→ **Provided records**
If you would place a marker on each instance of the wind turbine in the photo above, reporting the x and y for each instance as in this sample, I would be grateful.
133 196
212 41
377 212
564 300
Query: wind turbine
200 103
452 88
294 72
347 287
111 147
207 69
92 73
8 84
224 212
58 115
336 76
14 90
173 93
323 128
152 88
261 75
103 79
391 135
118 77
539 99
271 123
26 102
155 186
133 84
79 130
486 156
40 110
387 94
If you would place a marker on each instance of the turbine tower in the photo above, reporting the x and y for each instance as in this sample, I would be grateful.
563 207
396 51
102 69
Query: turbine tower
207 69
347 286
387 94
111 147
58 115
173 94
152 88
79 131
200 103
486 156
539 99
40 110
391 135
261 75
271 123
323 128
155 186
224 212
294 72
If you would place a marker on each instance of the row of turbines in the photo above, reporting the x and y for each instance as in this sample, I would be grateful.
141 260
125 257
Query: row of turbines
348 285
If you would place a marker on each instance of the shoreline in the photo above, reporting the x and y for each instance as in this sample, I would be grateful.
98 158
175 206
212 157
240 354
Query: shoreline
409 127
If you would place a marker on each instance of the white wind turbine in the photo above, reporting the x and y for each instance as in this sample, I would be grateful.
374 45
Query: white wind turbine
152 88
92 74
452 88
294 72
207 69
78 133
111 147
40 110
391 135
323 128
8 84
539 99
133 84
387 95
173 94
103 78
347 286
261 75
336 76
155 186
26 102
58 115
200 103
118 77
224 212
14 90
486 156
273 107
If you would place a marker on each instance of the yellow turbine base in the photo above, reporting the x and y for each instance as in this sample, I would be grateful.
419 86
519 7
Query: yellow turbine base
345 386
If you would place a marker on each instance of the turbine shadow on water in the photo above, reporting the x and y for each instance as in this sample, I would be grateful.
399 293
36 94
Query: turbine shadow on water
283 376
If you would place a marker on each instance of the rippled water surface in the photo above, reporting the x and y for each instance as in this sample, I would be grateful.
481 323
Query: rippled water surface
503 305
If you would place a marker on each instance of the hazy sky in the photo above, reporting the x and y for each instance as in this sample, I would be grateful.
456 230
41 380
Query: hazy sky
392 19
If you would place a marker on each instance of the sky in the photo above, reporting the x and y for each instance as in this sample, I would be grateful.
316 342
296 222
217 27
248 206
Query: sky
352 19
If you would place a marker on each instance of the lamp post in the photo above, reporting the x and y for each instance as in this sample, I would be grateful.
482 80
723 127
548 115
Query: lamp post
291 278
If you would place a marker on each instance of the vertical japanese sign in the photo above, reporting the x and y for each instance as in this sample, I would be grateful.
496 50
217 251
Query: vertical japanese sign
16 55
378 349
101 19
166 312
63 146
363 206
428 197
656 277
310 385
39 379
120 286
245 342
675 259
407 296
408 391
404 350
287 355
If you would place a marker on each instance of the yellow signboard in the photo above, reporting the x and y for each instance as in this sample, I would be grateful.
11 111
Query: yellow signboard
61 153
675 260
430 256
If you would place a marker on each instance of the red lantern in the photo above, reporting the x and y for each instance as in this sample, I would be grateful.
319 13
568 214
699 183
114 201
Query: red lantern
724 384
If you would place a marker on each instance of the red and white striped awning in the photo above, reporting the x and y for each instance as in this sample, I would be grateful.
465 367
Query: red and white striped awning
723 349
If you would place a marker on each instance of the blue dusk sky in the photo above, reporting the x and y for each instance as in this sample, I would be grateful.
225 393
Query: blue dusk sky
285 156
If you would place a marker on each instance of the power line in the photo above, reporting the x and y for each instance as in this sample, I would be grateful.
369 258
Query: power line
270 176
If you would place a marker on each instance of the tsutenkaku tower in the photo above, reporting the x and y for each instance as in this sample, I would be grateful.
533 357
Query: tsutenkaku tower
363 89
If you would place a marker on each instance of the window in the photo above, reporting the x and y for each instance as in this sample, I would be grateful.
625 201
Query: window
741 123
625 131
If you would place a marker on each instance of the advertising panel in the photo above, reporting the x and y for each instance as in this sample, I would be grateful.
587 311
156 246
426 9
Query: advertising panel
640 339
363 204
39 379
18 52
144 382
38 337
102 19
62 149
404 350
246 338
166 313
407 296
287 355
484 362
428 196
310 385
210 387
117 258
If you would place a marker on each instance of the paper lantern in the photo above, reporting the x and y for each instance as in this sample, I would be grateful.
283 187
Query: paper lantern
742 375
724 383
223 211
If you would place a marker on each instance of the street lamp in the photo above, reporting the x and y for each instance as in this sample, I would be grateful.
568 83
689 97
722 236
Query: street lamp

→ **Task brief**
Search the entries for "street" and copy out each line that has it.

→ **Task solution**
If you would place a marker on each instance of the street lamp in the photo above, reporting the x and y for each instance as in this sample, I would be grateful.
Query: street lamp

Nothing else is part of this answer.